DOCUMENT TEXT:
[BEGIN]

## Prerequisites

We will use the Transformers library from HuggingFace which is pip-installable:

pip install transformers

You'll also probably want to use PyTorch

## Exercise 1: Tokenization and Exbedding Exploration

The aim of this exercise is to visualize how text is broken down into tokens and converted into embeddings. 

1) Create a short ten word sentence
2) Tokenize it using a tokenizer from the Hugging Face model bert-base-uncased
3) Decode the tokens back into words
4) Use the model's embedding layer to project tokens into vectors
5) Visualize the embeddings using PCA

In [None]:
from transformers import AutoTokenizer, AutoModel
import torch

## Exercise 2: Build Your Own Scaled Dot-Product Attention

This exercise gets you familiar with the attention mechanism from scratch on small data.

[END]

GIVEN INFORMATION:
[BEGIN]

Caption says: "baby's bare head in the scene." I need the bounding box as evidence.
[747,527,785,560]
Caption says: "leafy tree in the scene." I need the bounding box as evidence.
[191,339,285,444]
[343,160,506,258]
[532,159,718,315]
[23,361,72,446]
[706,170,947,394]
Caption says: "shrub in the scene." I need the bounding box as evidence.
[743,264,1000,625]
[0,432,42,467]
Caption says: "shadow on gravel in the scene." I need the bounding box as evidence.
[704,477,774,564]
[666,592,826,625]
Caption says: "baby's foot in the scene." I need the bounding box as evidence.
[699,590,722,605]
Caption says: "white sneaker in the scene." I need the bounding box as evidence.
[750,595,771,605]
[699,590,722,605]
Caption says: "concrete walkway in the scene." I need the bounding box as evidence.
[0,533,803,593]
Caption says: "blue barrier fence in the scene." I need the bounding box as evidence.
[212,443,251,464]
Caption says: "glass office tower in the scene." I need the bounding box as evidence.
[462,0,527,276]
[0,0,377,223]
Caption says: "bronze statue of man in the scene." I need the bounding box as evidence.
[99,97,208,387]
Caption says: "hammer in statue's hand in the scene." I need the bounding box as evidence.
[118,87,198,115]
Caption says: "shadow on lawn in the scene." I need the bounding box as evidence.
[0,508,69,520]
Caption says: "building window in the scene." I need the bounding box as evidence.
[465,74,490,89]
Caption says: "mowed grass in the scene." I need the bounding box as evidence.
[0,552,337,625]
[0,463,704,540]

[END]

EXERCISE TASKS:
1. Reproduce the passage from the Transformers exercise page word for word, beginning at the words "## Exercise 1: Tokenization" and stopping after the words "converted into embeddings.".
2. Transcribe each line of all the records exactly as it appears, from the first record through the last.

IN RESPONSE:
1.
## Exercise 1: Tokenization and Exbedding Exploration

The aim of this exercise is to visualize how text is broken down into tokens and converted into embeddings.

2.
Caption says: "baby's bare head in the scene." I need the bounding box as evidence.
[747,527,785,560]
Caption says: "leafy tree in the scene." I need the bounding box as evidence.
[191,339,285,444]
[343,160,506,258]
[532,159,718,315]
[23,361,72,446]
[706,170,947,394]
Caption says: "shrub in the scene." I need the bounding box as evidence.
[743,264,1000,625]
[0,432,42,467]
Caption says: "shadow on gravel in the scene." I need the bounding box as evidence.
[704,477,774,564]
[666,592,826,625]
Caption says: "baby's foot in the scene." I need the bounding box as evidence.
[699,590,722,605]
Caption says: "white sneaker in the scene." I need the bounding box as evidence.
[750,595,771,605]
[699,590,722,605]
Caption says: "concrete walkway in the scene." I need the bounding box as evidence.
[0,533,803,593]
Caption says: "blue barrier fence in the scene." I need the bounding box as evidence.
[212,443,251,464]
Caption says: "glass office tower in the scene." I need the bounding box as evidence.
[462,0,527,276]
[0,0,377,223]
Caption says: "bronze statue of man in the scene." I need the bounding box as evidence.
[99,97,208,387]
Caption says: "hammer in statue's hand in the scene." I need the bounding box as evidence.
[118,87,198,115]
Caption says: "shadow on lawn in the scene." I need the bounding box as evidence.
[0,508,69,520]
Caption says: "building window in the scene." I need the bounding box as evidence.
[465,74,490,89]
Caption says: "mowed grass in the scene." I need the bounding box as evidence.
[0,552,337,625]
[0,463,704,540]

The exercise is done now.